[Excerpts from point annotation data]

********

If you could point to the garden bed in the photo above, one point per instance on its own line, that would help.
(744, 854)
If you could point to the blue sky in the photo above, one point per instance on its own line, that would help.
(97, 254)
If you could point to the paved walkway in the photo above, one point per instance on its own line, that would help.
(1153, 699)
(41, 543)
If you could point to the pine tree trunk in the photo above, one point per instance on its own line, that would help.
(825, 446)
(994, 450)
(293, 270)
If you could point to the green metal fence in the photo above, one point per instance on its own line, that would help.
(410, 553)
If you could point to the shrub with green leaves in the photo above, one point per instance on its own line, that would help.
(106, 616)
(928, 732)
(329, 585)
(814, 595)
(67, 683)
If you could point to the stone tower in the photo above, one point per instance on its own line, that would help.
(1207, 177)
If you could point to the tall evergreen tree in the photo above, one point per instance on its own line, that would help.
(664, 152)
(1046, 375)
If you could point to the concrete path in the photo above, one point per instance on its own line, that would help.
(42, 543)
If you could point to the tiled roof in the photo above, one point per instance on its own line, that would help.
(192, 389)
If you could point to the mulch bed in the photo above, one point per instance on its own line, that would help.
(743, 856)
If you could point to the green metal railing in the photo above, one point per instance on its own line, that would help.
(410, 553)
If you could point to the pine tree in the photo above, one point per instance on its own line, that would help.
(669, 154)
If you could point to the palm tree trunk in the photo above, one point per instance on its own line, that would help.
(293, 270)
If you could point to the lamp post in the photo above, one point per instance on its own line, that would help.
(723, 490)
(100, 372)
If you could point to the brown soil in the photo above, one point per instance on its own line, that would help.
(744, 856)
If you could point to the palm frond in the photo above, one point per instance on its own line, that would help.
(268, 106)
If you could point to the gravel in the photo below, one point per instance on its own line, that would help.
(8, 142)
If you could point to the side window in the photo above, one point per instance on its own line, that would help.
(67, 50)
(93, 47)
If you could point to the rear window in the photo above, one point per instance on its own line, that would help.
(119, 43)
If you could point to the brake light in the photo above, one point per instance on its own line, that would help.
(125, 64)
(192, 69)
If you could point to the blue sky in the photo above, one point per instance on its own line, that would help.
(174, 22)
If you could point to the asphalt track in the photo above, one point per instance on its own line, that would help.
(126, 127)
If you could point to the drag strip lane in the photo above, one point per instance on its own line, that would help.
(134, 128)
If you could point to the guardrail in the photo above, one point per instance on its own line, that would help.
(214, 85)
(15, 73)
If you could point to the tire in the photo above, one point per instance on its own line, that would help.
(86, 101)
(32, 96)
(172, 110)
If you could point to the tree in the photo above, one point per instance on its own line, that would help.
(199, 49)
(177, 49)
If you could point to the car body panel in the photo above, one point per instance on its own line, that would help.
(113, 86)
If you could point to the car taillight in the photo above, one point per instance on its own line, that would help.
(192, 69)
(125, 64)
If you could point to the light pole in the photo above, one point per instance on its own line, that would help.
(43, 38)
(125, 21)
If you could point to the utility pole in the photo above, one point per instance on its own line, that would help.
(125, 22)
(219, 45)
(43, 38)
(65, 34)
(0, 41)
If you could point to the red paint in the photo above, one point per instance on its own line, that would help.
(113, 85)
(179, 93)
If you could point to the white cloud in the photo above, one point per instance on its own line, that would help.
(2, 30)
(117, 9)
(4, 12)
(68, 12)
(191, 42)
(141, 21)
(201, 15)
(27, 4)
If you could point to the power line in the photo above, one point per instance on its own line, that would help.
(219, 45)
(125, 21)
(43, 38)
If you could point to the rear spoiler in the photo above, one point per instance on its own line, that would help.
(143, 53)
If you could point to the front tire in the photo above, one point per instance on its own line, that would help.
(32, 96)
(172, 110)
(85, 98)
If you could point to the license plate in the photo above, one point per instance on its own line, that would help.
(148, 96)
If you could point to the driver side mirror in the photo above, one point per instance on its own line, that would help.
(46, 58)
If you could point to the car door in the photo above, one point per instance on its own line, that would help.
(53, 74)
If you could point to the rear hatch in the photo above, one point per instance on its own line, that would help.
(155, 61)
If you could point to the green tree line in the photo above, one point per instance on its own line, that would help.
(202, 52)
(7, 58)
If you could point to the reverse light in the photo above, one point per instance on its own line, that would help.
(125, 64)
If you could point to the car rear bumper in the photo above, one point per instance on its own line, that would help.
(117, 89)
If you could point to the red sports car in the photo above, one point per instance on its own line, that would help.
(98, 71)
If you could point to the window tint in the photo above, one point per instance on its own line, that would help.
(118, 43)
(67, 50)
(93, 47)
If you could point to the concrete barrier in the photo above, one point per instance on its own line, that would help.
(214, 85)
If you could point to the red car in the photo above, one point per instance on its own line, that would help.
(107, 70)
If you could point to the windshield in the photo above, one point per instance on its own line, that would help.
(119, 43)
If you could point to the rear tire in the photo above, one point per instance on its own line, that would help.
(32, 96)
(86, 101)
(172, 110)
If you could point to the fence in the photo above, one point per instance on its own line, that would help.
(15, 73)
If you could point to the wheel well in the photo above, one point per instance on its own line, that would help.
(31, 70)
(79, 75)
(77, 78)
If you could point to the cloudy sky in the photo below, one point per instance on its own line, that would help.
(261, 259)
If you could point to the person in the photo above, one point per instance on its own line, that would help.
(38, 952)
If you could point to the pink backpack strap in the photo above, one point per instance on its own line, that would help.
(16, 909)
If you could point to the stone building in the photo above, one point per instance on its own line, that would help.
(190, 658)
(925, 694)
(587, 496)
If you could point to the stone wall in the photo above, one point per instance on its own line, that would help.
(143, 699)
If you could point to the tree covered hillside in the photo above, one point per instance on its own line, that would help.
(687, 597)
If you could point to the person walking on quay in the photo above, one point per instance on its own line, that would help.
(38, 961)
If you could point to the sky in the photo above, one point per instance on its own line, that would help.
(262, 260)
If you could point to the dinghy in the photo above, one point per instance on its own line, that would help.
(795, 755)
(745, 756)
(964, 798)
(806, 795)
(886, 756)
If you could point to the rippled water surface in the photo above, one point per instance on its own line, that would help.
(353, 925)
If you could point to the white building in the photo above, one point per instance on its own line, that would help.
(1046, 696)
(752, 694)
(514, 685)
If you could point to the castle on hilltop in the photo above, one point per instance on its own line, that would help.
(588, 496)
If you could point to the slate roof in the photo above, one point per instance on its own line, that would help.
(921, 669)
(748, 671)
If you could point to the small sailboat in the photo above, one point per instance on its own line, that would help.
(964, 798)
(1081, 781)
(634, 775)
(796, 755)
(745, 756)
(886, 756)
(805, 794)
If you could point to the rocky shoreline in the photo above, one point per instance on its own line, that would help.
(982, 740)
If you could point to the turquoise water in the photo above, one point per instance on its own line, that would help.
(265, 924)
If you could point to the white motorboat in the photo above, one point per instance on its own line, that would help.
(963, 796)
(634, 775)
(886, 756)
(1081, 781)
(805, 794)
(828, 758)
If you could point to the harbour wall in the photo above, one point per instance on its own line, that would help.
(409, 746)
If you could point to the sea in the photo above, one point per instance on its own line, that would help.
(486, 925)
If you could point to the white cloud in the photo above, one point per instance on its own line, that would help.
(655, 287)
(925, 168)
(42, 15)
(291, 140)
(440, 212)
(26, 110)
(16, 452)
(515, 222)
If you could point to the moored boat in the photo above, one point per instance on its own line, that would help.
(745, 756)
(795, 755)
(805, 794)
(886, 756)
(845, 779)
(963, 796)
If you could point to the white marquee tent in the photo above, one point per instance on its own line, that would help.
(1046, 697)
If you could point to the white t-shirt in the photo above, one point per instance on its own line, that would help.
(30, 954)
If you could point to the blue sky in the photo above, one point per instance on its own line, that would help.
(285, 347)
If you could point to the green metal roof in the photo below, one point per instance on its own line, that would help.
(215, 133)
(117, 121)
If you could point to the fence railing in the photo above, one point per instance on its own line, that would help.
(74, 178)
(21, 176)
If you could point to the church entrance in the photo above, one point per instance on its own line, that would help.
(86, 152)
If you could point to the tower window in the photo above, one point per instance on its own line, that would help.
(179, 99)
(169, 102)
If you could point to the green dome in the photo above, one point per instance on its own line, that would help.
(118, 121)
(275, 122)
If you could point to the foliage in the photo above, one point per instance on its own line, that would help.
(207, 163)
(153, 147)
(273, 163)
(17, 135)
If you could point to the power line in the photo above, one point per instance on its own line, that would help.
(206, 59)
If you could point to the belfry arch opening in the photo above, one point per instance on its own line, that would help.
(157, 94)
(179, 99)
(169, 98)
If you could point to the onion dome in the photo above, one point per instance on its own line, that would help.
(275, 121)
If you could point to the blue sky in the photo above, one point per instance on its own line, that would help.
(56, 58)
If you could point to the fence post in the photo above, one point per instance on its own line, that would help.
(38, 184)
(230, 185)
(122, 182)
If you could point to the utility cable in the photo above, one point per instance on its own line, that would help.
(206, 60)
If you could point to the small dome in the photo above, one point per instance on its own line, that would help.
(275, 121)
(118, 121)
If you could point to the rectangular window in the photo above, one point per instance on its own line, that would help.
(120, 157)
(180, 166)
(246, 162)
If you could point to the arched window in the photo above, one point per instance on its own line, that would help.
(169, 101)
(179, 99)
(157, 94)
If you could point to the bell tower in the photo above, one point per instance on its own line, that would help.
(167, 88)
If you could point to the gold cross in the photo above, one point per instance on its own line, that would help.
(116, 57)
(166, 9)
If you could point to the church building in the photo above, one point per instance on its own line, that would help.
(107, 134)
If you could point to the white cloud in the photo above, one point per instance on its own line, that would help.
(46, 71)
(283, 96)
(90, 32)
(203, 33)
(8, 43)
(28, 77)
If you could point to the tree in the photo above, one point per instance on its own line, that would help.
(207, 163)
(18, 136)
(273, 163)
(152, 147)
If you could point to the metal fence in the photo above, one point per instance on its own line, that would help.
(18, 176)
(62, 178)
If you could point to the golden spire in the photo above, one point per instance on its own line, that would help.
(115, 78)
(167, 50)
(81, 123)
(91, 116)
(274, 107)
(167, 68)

********

Description of the task: Could you quote, exactly as they appear, the line containing "If you could point to the metal" and every line after it to the end of the records above?

Output of the exercise:
If you could point to the metal fence in the photo above, one point per instance on its own line, that would help.
(18, 176)
(62, 178)
If you could point to the golden spire in the photo above, one point per instance on its own line, that would help.
(115, 78)
(167, 50)
(81, 123)
(91, 116)
(274, 107)
(167, 68)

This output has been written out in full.